• Passage shown:
Compilation album by Dr. Feelgood
- Released: 9 February 1997
- Recorded: 1974–1996
- Genre: Rock, pub rock
- Label: Grand Records - Grand 20
- Producer: Various

Dr. Feelgood chronology
| On The Road Again (1996) | Twenty Five Years of Dr. Feelgood (1997) | Centenary Collection (1997) |

= Twenty Five Years of Dr. Feelgood =

Twenty Five Years of Dr. Feelgood is a double compilation album by Dr. Feelgood, and was released in February 1997.

The compilation was edited down from the previously released five CD, Looking Back, box set. Forty tracks from the band were included, incorporating material from vocalist Lee Brilleaux's final concert before his death, and four later efforts with their next singer, Pete Gage. The opening tracks had original guitarist Wilko Johnson in the line-up.

Professional ratings
Review scores
| Source | Rating |
| Allmusic |  |

==Track listing==
===Disc one===
1. "She Does It Right" (Johnson) (3:22) - from Down by the Jetty
2. "I Don't Mind" (Johnson) (2:35) - from Down by the Jetty
3. "All Through the City" (Johnson) (3:01) - from Down by the Jetty
4. "Keep It Out of Sight" (Johnson) (3:00) - from the b-side of the single "Roxette"

• Set task: Give again, word for word, the stretch of the album page from "Twenty Five Years of Dr. Feelgood is" through "in the line-up.".

• Data supplied:
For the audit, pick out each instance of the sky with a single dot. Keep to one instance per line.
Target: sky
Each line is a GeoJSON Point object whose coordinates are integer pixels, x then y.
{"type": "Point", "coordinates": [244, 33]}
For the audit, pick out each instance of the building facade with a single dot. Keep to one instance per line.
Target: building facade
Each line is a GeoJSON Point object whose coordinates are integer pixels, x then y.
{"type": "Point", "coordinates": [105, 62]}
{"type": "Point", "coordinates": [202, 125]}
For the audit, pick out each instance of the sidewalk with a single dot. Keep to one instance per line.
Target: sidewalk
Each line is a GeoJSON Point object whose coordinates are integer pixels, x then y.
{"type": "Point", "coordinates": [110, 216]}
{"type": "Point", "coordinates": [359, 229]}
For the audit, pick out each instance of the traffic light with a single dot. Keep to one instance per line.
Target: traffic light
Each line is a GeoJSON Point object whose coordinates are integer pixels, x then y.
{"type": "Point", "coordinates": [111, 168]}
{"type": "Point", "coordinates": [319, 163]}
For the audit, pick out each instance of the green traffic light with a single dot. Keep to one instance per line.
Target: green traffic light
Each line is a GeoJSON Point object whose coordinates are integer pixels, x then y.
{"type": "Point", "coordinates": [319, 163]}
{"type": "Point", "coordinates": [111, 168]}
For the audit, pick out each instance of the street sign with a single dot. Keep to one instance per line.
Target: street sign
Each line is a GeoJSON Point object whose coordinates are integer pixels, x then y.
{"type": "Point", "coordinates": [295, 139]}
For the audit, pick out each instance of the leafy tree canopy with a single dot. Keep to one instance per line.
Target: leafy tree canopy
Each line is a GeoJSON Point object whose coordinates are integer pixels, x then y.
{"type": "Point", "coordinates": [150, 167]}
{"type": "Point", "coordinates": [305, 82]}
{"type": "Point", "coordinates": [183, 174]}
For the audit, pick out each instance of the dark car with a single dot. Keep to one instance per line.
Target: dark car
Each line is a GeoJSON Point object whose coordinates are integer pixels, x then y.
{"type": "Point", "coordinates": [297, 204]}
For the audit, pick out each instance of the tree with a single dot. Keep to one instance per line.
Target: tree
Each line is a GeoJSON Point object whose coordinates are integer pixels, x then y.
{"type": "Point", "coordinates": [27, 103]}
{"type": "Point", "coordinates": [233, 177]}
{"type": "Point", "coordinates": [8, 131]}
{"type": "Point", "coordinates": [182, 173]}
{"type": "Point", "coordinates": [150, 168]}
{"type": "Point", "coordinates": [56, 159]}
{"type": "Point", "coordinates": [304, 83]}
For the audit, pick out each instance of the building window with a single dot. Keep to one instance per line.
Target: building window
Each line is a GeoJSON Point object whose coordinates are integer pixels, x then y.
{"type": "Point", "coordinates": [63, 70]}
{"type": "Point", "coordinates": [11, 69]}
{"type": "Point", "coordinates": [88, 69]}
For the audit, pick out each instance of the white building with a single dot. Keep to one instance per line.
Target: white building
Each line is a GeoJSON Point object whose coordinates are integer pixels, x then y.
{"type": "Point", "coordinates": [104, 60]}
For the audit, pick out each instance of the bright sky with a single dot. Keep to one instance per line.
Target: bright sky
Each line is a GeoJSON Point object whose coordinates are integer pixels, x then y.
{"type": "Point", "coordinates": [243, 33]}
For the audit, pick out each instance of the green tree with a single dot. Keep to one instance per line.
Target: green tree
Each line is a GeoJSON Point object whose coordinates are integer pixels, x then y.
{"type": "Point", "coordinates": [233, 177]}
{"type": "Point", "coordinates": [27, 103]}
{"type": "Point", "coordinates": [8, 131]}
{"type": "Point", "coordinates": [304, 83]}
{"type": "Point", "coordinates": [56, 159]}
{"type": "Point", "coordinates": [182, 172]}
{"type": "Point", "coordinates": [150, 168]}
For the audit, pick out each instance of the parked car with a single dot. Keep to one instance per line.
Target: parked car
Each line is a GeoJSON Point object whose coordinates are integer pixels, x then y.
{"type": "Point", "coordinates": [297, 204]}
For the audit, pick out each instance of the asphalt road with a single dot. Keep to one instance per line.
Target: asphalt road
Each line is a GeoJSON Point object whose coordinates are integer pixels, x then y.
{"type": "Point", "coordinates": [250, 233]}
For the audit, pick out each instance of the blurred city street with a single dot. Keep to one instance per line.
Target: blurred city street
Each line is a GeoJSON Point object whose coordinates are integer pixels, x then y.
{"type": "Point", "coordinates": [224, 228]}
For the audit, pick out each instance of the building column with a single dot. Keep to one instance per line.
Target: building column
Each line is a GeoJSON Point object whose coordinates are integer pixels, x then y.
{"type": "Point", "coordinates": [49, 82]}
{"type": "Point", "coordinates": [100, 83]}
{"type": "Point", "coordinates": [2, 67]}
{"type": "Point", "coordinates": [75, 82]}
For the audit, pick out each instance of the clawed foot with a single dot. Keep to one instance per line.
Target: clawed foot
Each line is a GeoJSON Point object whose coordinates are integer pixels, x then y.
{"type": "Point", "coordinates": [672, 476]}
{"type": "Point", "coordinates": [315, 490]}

• Exercise response:
Twenty Five Years of Dr. Feelgood is a double compilation album by Dr. Feelgood, and was released in February 1997.

The compilation was edited down from the previously released five CD, Looking Back, box set. Forty tracks from the band were included, incorporating material from vocalist Lee Brilleaux's final concert before his death, and four later efforts with their next singer, Pete Gage. The opening tracks had original guitarist Wilko Johnson in the line-up.